▶ **Task to carry out**:
Copy every line of the records below, requests included, and shift each bounding-box coordinate in the answers up by 16.

>> start Provided entries

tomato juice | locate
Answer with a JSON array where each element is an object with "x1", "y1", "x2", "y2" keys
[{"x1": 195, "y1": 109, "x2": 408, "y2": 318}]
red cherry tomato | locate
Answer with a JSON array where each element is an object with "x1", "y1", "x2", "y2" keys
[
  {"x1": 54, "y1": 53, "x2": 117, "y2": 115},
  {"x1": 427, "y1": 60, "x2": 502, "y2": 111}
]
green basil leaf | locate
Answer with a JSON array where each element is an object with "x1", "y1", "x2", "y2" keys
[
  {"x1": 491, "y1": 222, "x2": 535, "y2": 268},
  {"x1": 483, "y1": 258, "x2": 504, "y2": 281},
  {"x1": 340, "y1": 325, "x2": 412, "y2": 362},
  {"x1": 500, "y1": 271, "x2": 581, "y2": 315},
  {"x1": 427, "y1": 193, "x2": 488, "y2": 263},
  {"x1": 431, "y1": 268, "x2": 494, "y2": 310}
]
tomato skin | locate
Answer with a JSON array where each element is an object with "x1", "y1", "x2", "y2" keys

>> end Provided entries

▶ **Result for this task**:
tomato juice | locate
Answer with a JSON array where each element is an object with "x1", "y1", "x2", "y2" keys
[{"x1": 211, "y1": 125, "x2": 424, "y2": 334}]
red cherry tomato | locate
Answer with a JSON array where each element is an object with "x1", "y1", "x2", "y2" keys
[
  {"x1": 70, "y1": 69, "x2": 133, "y2": 131},
  {"x1": 443, "y1": 76, "x2": 518, "y2": 127}
]
green basil leaf | locate
Answer with a JSON array where each element is an object with "x1", "y1", "x2", "y2" keys
[
  {"x1": 507, "y1": 238, "x2": 551, "y2": 284},
  {"x1": 499, "y1": 274, "x2": 520, "y2": 297},
  {"x1": 356, "y1": 341, "x2": 428, "y2": 378},
  {"x1": 516, "y1": 287, "x2": 597, "y2": 331},
  {"x1": 443, "y1": 209, "x2": 504, "y2": 279},
  {"x1": 447, "y1": 284, "x2": 510, "y2": 326}
]
tomato skin | locate
Answer with a JSON array where each element is an object with "x1", "y1", "x2", "y2" keys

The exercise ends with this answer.